**RECORDED INFORMATION**:
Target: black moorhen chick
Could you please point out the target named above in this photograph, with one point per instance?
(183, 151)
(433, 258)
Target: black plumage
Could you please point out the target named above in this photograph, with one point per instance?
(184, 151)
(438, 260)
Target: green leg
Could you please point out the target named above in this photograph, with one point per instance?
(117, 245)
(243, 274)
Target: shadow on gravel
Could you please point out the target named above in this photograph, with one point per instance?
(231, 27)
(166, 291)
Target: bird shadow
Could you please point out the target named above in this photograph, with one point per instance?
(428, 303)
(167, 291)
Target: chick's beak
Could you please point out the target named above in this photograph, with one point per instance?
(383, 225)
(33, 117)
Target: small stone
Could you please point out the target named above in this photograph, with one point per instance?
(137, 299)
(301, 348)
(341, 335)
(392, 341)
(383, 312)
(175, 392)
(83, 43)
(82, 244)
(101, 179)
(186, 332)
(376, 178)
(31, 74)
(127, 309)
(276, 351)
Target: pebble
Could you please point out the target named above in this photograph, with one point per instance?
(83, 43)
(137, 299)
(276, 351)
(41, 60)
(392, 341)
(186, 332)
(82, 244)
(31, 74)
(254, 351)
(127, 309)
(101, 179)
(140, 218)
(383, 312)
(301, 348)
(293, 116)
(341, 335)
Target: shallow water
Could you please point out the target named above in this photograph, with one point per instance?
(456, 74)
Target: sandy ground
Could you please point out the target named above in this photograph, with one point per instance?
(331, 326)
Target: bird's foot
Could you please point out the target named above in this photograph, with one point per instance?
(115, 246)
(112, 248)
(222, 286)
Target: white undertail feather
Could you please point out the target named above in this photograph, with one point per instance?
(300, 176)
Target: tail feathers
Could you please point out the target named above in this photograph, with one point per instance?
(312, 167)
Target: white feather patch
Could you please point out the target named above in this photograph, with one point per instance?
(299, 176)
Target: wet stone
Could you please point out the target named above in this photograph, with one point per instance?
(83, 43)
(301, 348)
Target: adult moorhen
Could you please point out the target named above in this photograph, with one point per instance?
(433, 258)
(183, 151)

--

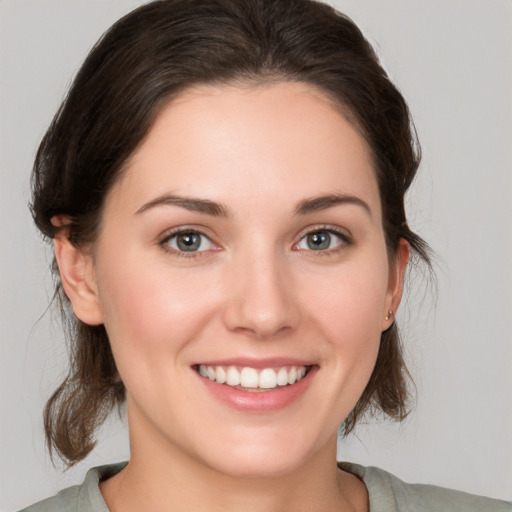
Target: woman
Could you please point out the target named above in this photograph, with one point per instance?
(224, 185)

--

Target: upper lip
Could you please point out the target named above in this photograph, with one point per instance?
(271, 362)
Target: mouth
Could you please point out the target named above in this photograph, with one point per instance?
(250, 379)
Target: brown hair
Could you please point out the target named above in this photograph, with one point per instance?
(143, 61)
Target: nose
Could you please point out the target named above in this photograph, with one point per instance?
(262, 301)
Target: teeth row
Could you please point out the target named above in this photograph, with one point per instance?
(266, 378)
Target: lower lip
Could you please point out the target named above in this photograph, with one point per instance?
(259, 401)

**REQUIRED ACTION**:
Only the lines above from the line containing "Target: small stone" through the line containing "Target: white feather patch" should be retyped, exactly and with both ends included.

**SOLUTION FOR THIS PROBLEM**:
Target: small stone
Could you please point out the target named above in this photograph, with one point per instance?
(137, 299)
(301, 348)
(341, 335)
(392, 341)
(383, 312)
(175, 392)
(83, 43)
(82, 244)
(101, 179)
(186, 332)
(376, 178)
(31, 74)
(127, 309)
(276, 351)
Target: pebble
Could you please point out the target named above in this photograph, with one point per instance?
(83, 43)
(137, 299)
(276, 351)
(41, 60)
(392, 341)
(186, 332)
(82, 244)
(31, 74)
(254, 351)
(127, 309)
(101, 179)
(140, 218)
(383, 312)
(301, 348)
(293, 116)
(341, 335)
Target: shallow water
Could you please point out the target named above in this photograph, with one point per instance?
(456, 74)
Target: sandy ground
Could you please point out the target named above in this photograph, with one point per instance?
(331, 326)
Target: bird's foot
Could you please point out the target named above in this photograph, with one point per instance?
(115, 246)
(112, 248)
(222, 286)
Target: white undertail feather
Could you please point out the target named above in this photograph, with one point per instance?
(300, 176)
Target: tail feathers
Could you please point out the target named above in this photograph, with one point per instance?
(312, 167)
Target: white feather patch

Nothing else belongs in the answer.